--- ENTRIES ---

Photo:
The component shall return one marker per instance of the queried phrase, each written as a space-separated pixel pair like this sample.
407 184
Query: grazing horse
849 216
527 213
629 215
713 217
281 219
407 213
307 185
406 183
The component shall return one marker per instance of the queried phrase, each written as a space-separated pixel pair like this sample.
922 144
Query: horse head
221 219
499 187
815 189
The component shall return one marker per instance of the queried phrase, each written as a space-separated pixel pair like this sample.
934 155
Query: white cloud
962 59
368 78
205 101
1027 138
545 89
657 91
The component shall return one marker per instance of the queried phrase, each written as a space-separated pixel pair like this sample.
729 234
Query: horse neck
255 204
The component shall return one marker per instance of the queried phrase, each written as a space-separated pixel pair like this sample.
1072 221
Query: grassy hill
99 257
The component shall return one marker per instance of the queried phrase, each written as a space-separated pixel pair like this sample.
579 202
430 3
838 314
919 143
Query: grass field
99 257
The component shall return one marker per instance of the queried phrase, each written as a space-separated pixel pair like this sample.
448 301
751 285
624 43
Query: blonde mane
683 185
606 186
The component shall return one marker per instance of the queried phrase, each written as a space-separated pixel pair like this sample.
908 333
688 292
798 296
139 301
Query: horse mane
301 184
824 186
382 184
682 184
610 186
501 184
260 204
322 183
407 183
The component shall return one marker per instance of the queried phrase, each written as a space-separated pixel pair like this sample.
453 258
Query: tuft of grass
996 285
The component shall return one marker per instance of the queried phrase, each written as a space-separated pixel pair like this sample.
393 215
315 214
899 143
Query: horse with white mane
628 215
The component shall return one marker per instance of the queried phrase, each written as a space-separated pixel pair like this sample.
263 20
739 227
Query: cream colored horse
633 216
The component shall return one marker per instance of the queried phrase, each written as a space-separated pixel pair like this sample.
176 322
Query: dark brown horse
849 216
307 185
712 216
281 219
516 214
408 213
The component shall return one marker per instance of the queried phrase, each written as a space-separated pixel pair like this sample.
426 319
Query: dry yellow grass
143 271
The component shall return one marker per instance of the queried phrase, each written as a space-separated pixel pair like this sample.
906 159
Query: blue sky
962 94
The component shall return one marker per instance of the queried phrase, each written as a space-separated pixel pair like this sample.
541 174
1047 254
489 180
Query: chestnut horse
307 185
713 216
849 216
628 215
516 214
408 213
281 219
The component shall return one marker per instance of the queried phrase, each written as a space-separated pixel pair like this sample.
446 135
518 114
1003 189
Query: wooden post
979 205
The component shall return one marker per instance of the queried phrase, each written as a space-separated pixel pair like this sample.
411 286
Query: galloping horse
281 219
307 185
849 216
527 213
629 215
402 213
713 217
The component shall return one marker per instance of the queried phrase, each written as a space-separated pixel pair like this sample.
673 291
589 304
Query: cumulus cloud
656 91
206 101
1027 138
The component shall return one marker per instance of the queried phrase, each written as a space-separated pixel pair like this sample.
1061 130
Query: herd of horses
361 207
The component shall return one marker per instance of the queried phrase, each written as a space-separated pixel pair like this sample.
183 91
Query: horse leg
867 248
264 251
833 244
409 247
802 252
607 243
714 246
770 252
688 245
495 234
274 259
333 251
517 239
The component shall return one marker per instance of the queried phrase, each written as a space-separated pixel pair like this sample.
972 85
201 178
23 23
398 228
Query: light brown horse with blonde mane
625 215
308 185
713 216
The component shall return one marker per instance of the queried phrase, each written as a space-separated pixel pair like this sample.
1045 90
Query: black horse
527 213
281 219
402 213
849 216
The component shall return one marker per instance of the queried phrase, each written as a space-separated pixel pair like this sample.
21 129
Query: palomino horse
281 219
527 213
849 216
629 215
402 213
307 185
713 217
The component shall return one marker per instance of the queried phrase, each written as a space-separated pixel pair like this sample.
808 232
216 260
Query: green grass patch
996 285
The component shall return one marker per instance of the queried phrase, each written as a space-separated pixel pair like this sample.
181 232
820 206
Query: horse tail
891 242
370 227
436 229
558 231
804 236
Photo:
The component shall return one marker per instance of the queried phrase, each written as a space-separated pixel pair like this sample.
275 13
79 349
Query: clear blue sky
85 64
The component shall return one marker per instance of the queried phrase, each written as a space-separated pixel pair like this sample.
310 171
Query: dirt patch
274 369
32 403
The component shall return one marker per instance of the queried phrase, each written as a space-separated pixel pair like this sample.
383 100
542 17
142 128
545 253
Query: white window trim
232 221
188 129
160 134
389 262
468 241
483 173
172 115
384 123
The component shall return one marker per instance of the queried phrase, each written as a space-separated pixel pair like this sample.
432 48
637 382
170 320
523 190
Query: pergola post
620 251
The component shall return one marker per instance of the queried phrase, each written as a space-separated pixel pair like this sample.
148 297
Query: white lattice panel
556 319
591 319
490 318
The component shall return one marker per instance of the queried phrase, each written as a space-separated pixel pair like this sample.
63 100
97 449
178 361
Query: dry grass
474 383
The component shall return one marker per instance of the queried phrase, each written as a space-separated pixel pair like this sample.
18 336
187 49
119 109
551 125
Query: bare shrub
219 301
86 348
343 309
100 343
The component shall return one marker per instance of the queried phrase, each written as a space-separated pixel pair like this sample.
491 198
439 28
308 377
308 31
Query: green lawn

---

▸ **TASK DETAILS**
From the listing above, reproduce all the lines exactly.

▸ **FINISHED TASK**
Photo:
The component shall return one marker per instance of the queried phrase, each written as a space-separated pixel pair like this sample.
407 184
Query: grazing horse
849 216
527 213
629 215
713 217
281 219
407 213
307 185
406 183
The component shall return one marker per instance of the queried phrase, each written as a space-separated pixel pair like this sample.
922 144
Query: horse head
221 219
499 187
815 189
The component shall return one marker per instance of the queried phrase, each written as a space-separated pixel pair like this sample.
934 155
Query: white cloud
962 59
368 78
205 101
1027 138
545 89
657 91
The component shall return one marker per instance of the queried phrase, each written as a space-separated pixel pair like this sample.
729 234
Query: horse neck
255 204
The component shall return one marker per instance of the queried phrase, each written as a space-separated pixel pair like this sample.
1072 221
Query: grassy hill
99 257
The component shall return one marker per instance of the queried phrase, each written as a space-separated pixel pair like this sample.
579 202
430 3
838 314
919 143
Query: grass field
99 257
The component shall return one marker per instance of the queried phrase, each written as a space-separated pixel pair like this sample.
448 301
751 285
624 43
Query: blonde mane
683 185
606 186
The component shall return one marker per instance of the queried phrase, each written as a space-separated pixel pair like this sample.
908 333
688 292
798 296
139 301
Query: horse mane
301 184
824 186
382 184
682 184
610 186
501 184
260 204
322 183
407 183
The component shall return one marker per instance of the queried phrase, each written as a space-separated pixel pair like this sample.
453 258
Query: tuft of grass
996 285
The component shall return one marker per instance of the queried phrase, each written as a space-separated pixel pair like this sample.
393 215
315 214
899 143
Query: horse with white mane
628 215
The component shall return one marker per instance of the queried phrase, each written as a space-separated pixel pair like this sample.
263 20
739 227
Query: cream colored horse
633 216
The component shall return one marker per instance of the queried phrase, each written as a space-separated pixel pair like this sample.
176 322
Query: dark brown horse
849 216
307 185
712 216
281 219
516 214
408 213
The component shall return one marker per instance of the queried phrase, each written as a space-separated pixel pair like this sample.
426 319
Query: dry yellow grass
143 271
The component shall return one marker per instance of the queried phrase, each written as a space-separated pixel pair like this sample.
906 159
Query: blue sky
962 94
The component shall return one marker per instance of the queried phrase, each written as a space-separated pixel pair like this sample.
541 174
1047 254
489 180
Query: chestnut horse
307 185
713 216
849 216
628 215
516 214
408 213
281 219
The component shall return one marker per instance of the queried phrase, each written as a space-separated pixel pair like this sample.
446 135
518 114
1003 189
Query: wooden post
979 205
The component shall return one marker per instance of the queried phrase, each written as a space-separated pixel pair like this sample.
411 286
Query: galloping horse
281 219
307 185
849 216
527 213
629 215
402 213
713 217
The component shall return one marker per instance of the queried phrase, each written as a space-separated pixel pair like this sample.
673 291
589 304
Query: cumulus cloud
656 91
206 101
1027 138
The component shall return one marker per instance of the queried phrase, each written as a space-separated pixel pair like this sample.
1061 130
Query: herd of horses
361 207
The component shall return one marker per instance of the queried phrase, each written as a space-separated pixel pair like this sample.
183 91
Query: horse leg
867 248
264 251
833 244
409 247
802 252
607 243
714 246
770 252
688 245
495 234
274 259
333 251
517 239
The component shall return one marker per instance of the queried phrase, each written as a space-separated pixel pair like this sample.
972 85
201 178
23 23
398 228
Query: light brown horse with blonde mane
625 215
308 185
713 216
The component shall return one marker per instance of the queried phrase, each written as a space-separated pixel pair like this sample.
1045 90
Query: black horse
527 213
281 219
402 213
849 216
The component shall return one marker per instance of the queried phrase, each written as a space-separated pixel pair like this sample.
21 129
Query: palomino horse
281 219
527 213
849 216
629 215
402 213
307 185
713 217
The component shall return one marker per instance of the queried phrase, each written as a space-separated pixel pair like this sample.
808 232
216 260
Query: green grass patch
996 285
The component shall return one marker per instance of the queried phrase, each written as a space-separated pixel pair like this sample.
181 232
820 206
Query: horse tail
891 242
370 227
436 229
558 231
804 236
Photo:
The component shall return one marker per instance of the queried phrase, each written as a space-separated pixel pair like this sample.
275 13
79 349
Query: clear blue sky
85 64
The component shall return one marker per instance of the queried phrase, each written as a space-separated pixel pair like this sample.
310 171
Query: dirt patch
274 369
32 403
The component shall return one marker per instance of the queried phrase, each written as a space-separated pixel pair like this sample.
383 100
542 17
142 128
545 253
Query: white window trim
232 221
188 129
160 134
389 262
468 241
483 173
172 115
384 123
The component shall return one marker per instance of the queried phrase, each written as a space-separated pixel pair like this sample.
432 48
637 382
170 320
523 190
Query: pergola post
620 251
The component shall return one marker per instance of the queried phrase, each written as a space-separated pixel pair like this sample.
148 297
Query: white lattice panel
556 319
591 319
490 318
The component shall return one marker per instance of the queried phrase, each written as a space-separated pixel pair like this sample.
63 100
97 449
178 361
Query: dry grass
474 383
The component shall return one marker per instance of the queried phrase, each written as a space-separated pixel pair like this sample.
18 336
187 49
119 109
551 125
Query: bare shrub
219 301
86 348
343 309
100 343
The component shall return one marker per instance of the queried phrase, each written as a space-separated pixel pair like this sample.
491 198
439 28
308 377
308 31
Query: green lawn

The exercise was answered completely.